* start Provided information *

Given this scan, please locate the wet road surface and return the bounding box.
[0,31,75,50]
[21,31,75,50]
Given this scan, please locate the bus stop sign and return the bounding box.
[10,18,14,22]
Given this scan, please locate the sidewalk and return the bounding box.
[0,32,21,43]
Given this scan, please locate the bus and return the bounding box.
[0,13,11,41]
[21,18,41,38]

* end Provided information *
* start Provided information *

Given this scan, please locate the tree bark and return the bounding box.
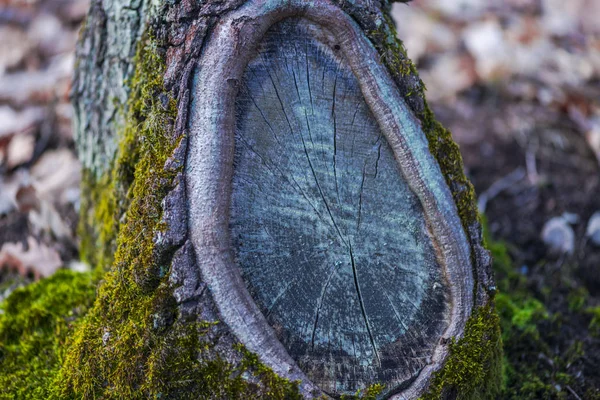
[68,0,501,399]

* end Provided information *
* start Provided information *

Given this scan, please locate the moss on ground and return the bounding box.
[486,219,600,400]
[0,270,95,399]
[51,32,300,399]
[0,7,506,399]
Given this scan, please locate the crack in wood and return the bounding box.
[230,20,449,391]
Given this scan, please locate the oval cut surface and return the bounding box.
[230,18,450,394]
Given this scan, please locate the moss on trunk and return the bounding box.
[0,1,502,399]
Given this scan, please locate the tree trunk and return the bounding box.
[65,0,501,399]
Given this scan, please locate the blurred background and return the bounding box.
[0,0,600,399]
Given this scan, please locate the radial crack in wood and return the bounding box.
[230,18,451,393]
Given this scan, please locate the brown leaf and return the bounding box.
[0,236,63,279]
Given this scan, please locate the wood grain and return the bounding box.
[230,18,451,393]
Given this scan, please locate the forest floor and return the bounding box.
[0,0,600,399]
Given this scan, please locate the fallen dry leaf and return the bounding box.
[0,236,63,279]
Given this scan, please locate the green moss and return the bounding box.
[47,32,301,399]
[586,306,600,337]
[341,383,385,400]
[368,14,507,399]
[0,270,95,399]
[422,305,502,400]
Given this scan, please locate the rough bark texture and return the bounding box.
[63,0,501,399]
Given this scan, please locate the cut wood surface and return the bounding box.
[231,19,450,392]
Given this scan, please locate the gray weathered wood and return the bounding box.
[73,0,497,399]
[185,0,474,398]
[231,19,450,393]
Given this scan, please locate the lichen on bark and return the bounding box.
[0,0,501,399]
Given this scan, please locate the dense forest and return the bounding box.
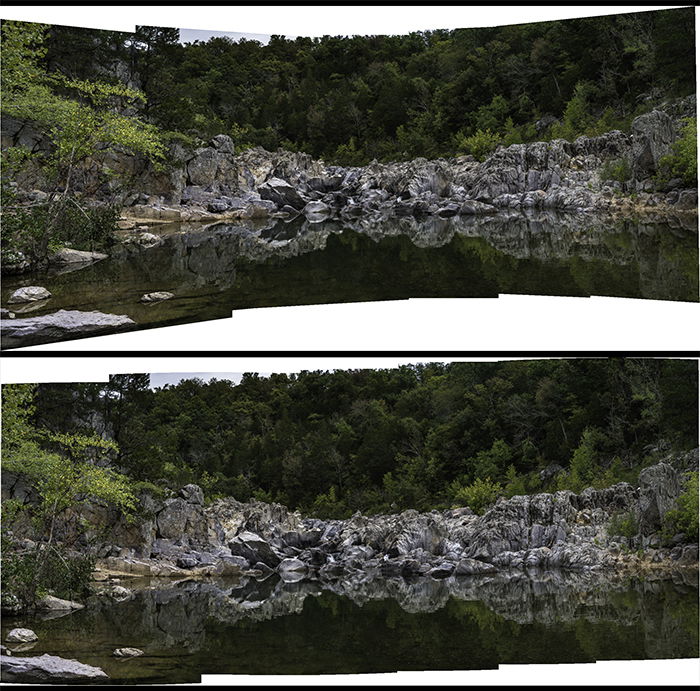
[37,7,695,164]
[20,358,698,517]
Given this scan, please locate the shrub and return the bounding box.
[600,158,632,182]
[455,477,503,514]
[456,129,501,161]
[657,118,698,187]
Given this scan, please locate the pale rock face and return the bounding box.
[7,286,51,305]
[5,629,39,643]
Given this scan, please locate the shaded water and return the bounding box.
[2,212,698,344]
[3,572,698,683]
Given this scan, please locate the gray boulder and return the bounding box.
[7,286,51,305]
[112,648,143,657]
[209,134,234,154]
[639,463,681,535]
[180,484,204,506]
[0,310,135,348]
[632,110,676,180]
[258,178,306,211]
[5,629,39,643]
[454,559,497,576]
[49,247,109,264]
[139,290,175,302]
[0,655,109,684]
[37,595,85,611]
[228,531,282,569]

* end Provided information *

Direction:
Swap "wood" for "timber" in the records, leaving everything else unchanged. Begin at the line that has "Given this scan, please locate the oval", stop after the line that has "[0,0,501,399]", and give back only those lines.

Task result:
Given this scan, please locate the oval cut surface and return the bounding box.
[230,18,450,394]
Given this scan, please locate the moss on trunk and return the bounding box.
[0,1,502,399]
Given this scan, please locate the tree trunk and return the bounding box.
[65,0,501,399]
Given this scan, please locate the blurred background and return the bounding box.
[0,0,600,399]
Given this scan, please locate the radial crack in timber and return the bounding box.
[230,18,451,393]
Given this scan, please locate the brown leaf and return the bounding box.
[0,236,63,279]
Given this scan, please locate the timber grain and return the bounding box.
[230,18,451,393]
Given this scan, please locate the forest floor and return the bounding box.
[0,0,600,399]
Given this scan, please locate the fallen dry leaf and return the bounding box.
[0,236,63,279]
Given this scan, please locate the green moss and return the bounding box.
[47,32,301,399]
[586,306,600,337]
[341,383,385,400]
[368,14,507,399]
[0,270,95,399]
[422,305,502,400]
Given this scan, please locate the rough bark texture and return the bounding box.
[63,0,501,399]
Given this scan, please locate the cut timber surface and return the bounding box.
[231,19,450,392]
Given this scan, please locate the gray weathered timber and return the bounding box.
[73,0,497,399]
[185,0,474,398]
[231,19,450,393]
Given this scan, please locate the lichen on bark and return the bounding box.
[0,0,501,399]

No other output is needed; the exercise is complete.